*DIRECTION*: Print each of the following records line for line, with no changes.

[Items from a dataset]
───
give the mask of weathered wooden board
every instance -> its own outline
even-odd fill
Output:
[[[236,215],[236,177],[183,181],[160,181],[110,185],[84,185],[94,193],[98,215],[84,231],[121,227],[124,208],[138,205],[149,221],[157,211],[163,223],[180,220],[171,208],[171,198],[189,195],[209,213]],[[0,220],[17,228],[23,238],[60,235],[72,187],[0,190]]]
───
*RESULT*:
give the mask of weathered wooden board
every instance -> its own outline
even-odd fill
Output:
[[[236,215],[236,177],[183,181],[160,181],[110,185],[84,185],[94,193],[98,215],[84,231],[121,227],[124,208],[138,205],[149,221],[157,211],[163,223],[180,220],[171,208],[171,198],[189,195],[209,213]],[[0,220],[17,228],[23,238],[60,235],[72,187],[0,190]]]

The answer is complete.